O.C. MUSIC REVIEW : Drama Does Not Always Play in 'Saul' : Conductor Robert Hickok instills Handel's work with theatrical sense--sometimes with impressive results, sometimes not--at Irvine Barclay Theatre.


Robert Hickok conducted the Irvine Camerata, soloists and a period-sized orchestra of modern instruments in a problematic performance of Handel's dramatic oratorio "Saul" on Wednesday at the Irvine Barclay Theatre.

Billed as a Southern California premiere, this "Saul" appeared to be substantially complete, with Hickok observing the cuts recommended by Handel specialist Winton Dean of the David-Jonathan scene and Merab's aria in which she changes her earlier haughty opinion of David. Scholars or others may dispute these claims.

To enhance the sense of the drama, the principal singers made stage entrances and exits and reacted with varying degrees of conviction to each other and to the text. Secondary characters, drawn from the chorus, stepped to the front to sing solos when required. The Ghost of Samuel, raised by the Witch of Endor, appeared in an opened light panel above the stage on the audience's left.

To sharpen the developing drama further, Hickok minimized or sometimes even eliminated pauses between individual numbers. Even so, the program ran a little over 3 1/2 hours, including intermissions.

The separate items, however, he treated with great and conflicting latitude, sometimes with impressive results. Sometimes not.

His choices of slow tempos, soft dynamics and smoothing of choral entrances suggested a style of playing Baroque music that recent historically minded practitioners have, for better or worse, rejected or strongly modified.

Set problem a:
In the stored entries, substitute "Overview" for every instance of "Quickstart", leaving all other wording unchanged, and reproduce the entries. Omit the pictures from your reproduction.

Stored records:
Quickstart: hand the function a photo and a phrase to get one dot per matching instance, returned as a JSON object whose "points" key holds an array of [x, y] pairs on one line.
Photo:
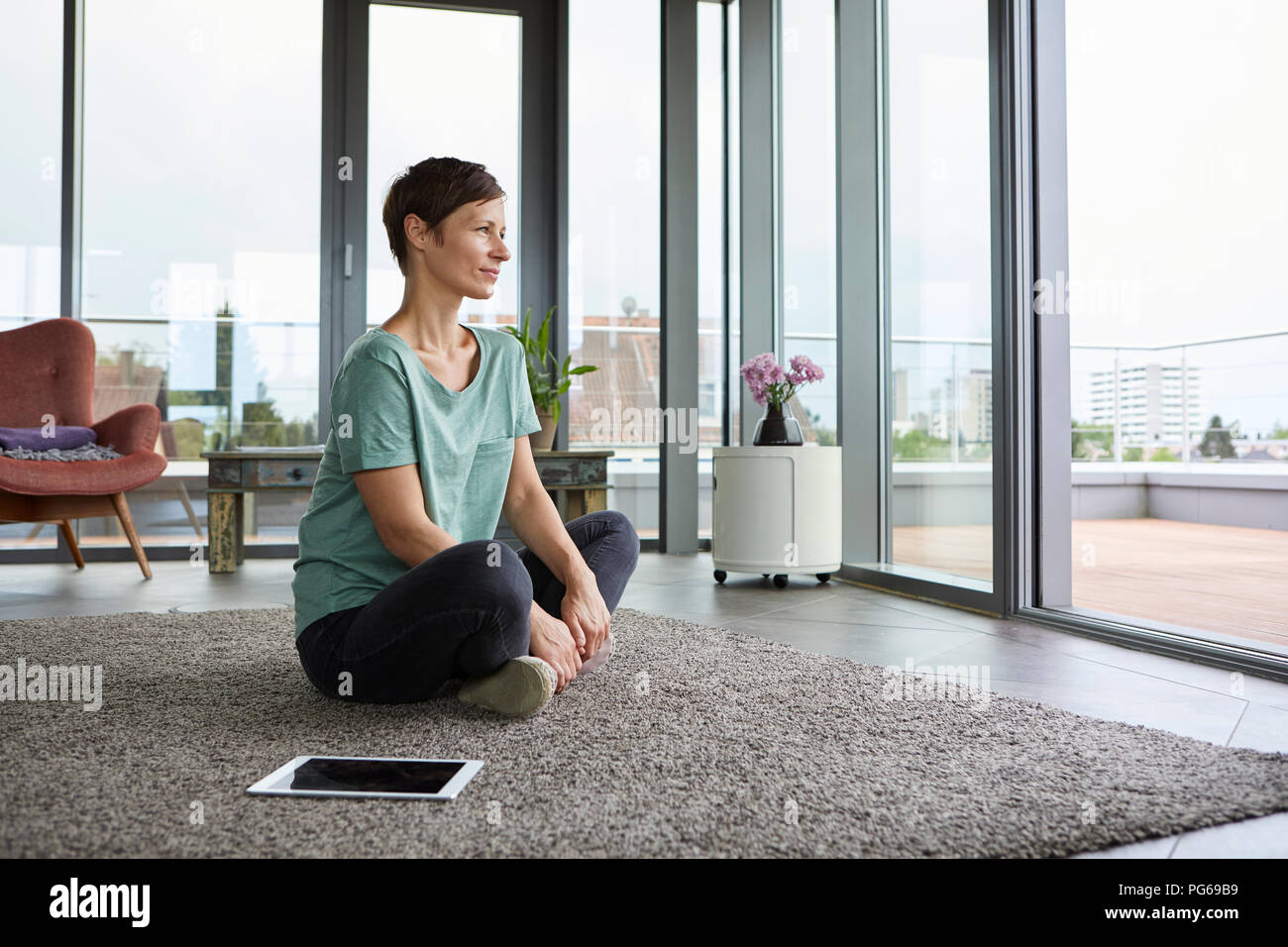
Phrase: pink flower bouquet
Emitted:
{"points": [[769, 382]]}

Set problem b:
Transcribe the passage of the review of "Saul" between "Billed as a" and "the audience's left.", inclusive.

Complete answer a:
Overview: hand the function a photo and a phrase to get one dot per matching instance, returned as a JSON object whose "points" key holds an array of [x, y] pairs on one line.
Photo:
Phrase: pink flower bouquet
Emitted:
{"points": [[769, 382]]}

Complete answer b:
Billed as a Southern California premiere, this "Saul" appeared to be substantially complete, with Hickok observing the cuts recommended by Handel specialist Winton Dean of the David-Jonathan scene and Merab's aria in which she changes her earlier haughty opinion of David. Scholars or others may dispute these claims.

To enhance the sense of the drama, the principal singers made stage entrances and exits and reacted with varying degrees of conviction to each other and to the text. Secondary characters, drawn from the chorus, stepped to the front to sing solos when required. The Ghost of Samuel, raised by the Witch of Endor, appeared in an opened light panel above the stage on the audience's left.